**Task directions**
Which rows below contain the string "beanie"? Return each of them in full.
────────
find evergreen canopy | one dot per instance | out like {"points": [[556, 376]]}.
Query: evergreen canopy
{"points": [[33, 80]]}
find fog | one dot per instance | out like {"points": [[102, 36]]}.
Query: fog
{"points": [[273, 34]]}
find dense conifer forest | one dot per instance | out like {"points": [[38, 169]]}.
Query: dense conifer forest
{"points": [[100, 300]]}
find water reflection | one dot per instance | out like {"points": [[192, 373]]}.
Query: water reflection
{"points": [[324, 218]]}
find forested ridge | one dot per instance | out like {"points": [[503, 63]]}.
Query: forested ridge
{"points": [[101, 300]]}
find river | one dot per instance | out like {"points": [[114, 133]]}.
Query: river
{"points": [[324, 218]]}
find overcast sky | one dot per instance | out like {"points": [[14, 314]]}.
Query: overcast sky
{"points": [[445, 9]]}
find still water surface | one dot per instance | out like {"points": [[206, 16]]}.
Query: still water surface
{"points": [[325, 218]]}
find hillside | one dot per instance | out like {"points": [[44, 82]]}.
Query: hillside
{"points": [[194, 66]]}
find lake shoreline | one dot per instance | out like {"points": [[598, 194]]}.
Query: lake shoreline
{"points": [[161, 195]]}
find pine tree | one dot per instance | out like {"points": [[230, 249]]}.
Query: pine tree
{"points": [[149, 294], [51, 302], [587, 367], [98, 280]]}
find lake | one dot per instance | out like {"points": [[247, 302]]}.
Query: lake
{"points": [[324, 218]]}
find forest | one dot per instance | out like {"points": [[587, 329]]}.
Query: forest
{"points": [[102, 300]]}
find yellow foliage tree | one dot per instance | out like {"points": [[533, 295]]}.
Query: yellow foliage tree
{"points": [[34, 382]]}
────────
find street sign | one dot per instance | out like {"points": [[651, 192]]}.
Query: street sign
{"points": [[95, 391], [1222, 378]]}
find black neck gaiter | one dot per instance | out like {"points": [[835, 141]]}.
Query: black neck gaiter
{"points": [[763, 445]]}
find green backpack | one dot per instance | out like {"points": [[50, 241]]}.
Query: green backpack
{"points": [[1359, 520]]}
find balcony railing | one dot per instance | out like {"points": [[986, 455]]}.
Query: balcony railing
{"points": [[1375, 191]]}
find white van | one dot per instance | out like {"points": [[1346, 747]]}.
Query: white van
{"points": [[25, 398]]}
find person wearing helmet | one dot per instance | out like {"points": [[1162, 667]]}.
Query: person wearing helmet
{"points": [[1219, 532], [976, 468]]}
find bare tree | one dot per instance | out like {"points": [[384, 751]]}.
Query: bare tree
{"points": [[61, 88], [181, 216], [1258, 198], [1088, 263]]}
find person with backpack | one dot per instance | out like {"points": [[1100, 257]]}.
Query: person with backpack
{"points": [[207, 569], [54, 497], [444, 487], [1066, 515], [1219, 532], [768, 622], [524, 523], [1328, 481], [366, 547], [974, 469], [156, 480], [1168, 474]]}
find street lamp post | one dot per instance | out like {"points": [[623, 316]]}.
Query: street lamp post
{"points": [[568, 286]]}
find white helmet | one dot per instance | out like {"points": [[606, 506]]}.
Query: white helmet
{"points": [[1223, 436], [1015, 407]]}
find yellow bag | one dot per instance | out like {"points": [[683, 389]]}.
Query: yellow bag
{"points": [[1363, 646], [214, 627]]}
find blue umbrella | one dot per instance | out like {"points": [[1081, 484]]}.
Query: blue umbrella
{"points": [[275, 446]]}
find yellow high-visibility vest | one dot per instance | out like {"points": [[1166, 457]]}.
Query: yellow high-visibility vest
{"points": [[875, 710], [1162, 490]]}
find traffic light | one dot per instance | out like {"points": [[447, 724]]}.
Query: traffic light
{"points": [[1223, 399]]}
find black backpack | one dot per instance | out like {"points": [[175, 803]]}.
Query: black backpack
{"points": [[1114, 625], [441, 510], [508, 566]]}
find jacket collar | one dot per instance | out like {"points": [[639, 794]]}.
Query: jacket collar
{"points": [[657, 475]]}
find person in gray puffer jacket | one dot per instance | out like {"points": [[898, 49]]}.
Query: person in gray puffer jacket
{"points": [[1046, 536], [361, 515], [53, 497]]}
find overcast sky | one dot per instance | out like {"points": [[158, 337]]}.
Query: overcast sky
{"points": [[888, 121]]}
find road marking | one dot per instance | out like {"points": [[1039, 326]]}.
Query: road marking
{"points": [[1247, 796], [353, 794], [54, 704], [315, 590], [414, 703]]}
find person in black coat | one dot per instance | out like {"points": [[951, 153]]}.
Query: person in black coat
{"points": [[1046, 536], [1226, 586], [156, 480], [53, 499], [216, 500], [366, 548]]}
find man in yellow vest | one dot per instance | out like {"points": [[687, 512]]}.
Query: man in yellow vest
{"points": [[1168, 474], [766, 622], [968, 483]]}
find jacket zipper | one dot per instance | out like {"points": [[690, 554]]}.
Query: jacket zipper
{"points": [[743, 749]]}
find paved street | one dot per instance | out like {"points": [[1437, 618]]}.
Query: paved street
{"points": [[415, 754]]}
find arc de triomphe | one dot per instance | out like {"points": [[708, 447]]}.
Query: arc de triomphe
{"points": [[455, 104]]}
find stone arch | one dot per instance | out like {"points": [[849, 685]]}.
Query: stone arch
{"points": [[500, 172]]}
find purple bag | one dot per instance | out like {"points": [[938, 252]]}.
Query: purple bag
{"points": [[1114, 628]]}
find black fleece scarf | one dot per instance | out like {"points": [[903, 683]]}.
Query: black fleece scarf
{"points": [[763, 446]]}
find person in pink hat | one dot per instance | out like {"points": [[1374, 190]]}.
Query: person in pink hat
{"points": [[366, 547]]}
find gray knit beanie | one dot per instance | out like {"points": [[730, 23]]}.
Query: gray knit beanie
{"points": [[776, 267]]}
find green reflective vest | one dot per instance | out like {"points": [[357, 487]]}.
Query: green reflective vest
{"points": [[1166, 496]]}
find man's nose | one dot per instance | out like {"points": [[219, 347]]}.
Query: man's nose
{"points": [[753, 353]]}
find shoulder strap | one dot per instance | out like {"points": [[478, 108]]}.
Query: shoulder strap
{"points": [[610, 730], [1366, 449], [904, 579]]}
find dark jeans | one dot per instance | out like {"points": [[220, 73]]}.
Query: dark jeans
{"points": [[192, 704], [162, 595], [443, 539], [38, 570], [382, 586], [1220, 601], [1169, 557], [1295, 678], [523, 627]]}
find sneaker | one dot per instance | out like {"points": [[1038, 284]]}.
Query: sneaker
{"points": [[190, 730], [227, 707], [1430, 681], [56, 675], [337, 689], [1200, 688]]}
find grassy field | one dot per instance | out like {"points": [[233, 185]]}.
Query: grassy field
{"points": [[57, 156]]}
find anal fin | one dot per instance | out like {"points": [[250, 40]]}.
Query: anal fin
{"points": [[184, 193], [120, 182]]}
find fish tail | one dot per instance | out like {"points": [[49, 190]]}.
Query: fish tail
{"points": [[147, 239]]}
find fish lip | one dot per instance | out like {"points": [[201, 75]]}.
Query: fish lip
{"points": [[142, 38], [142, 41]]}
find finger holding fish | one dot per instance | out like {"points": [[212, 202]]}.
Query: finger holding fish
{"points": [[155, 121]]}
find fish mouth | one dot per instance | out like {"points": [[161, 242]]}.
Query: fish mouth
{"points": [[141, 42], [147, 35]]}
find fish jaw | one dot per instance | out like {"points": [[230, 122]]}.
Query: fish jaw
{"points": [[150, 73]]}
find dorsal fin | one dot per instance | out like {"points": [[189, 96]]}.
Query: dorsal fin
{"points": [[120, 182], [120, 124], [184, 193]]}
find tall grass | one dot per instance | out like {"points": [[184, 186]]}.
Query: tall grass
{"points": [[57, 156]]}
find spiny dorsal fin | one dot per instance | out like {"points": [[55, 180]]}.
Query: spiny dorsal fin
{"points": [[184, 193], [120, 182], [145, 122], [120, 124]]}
────────
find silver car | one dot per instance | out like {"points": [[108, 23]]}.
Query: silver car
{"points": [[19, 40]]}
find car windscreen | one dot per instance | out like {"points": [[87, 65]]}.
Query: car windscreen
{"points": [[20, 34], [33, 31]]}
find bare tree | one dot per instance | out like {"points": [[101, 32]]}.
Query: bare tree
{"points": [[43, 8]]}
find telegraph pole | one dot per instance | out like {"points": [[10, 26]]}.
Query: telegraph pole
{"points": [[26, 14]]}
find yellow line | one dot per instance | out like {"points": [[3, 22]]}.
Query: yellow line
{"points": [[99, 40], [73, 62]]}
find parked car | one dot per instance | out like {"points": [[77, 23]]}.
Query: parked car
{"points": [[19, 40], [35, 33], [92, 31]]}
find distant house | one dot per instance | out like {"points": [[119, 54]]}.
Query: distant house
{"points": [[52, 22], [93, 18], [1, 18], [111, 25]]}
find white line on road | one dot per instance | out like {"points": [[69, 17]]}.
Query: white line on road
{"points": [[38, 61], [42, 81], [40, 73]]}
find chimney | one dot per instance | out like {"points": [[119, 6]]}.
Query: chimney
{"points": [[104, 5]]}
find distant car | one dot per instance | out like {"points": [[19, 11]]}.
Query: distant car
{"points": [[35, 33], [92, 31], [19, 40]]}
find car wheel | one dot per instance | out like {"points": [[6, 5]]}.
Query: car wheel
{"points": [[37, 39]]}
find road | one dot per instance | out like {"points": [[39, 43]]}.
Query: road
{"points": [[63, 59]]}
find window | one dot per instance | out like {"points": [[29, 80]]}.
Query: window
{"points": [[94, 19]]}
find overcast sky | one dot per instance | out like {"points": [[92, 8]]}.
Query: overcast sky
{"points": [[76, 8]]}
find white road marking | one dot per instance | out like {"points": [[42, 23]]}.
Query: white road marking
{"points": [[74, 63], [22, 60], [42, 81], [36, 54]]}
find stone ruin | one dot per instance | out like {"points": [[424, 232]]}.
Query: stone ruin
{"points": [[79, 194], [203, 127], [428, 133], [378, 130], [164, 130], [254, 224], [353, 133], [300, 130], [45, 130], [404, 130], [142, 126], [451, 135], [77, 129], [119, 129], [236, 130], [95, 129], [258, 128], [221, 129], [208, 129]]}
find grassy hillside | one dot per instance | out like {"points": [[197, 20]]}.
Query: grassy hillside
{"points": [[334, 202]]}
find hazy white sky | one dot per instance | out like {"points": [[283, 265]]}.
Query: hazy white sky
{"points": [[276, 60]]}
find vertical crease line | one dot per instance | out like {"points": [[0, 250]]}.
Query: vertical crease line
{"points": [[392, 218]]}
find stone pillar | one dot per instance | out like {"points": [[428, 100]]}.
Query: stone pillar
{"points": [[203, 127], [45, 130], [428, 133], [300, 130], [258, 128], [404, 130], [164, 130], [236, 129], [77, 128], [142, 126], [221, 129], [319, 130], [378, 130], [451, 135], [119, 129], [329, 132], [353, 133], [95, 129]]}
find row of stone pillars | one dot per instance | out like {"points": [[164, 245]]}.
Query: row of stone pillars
────────
**Final answer**
find gray knit beanie | one dot per instance | out like {"points": [[730, 23]]}.
Query: gray knit beanie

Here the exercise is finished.